Write out the data word for word, starting at the line that has "Indicate the blue" and stopping after the last line of the data.
+---+
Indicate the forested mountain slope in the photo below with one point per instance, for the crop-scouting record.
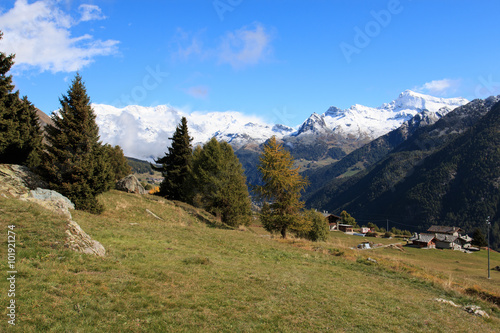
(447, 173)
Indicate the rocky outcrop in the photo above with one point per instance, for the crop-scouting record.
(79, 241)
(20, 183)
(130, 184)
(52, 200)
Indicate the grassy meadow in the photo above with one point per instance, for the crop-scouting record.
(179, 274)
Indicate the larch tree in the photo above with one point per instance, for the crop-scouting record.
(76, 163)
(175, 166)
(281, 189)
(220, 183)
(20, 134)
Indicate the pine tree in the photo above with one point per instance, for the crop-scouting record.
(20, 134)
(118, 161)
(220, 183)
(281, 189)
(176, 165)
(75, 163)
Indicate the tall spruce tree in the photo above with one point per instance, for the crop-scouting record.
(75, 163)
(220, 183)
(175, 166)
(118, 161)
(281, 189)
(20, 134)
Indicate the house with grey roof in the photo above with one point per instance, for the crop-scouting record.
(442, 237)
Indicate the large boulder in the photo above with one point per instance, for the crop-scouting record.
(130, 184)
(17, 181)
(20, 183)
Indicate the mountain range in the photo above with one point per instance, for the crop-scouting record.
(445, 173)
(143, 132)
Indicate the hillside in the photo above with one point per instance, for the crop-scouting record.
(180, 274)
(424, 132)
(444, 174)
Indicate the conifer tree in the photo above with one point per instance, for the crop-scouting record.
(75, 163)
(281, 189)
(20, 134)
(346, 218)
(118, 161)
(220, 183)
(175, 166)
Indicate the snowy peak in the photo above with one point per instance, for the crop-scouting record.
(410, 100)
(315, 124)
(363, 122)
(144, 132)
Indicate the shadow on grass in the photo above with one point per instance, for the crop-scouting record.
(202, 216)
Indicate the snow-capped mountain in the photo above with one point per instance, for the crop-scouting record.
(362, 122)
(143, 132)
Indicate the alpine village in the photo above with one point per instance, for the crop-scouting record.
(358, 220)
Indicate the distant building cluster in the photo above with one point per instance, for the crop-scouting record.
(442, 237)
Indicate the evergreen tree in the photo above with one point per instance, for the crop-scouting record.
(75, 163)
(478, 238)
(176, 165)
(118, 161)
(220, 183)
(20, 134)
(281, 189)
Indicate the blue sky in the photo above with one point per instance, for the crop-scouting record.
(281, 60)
+---+
THE RESULT -
Indicate the blue sky in the photo above with one point per instance, for the crop-scouting record.
(281, 60)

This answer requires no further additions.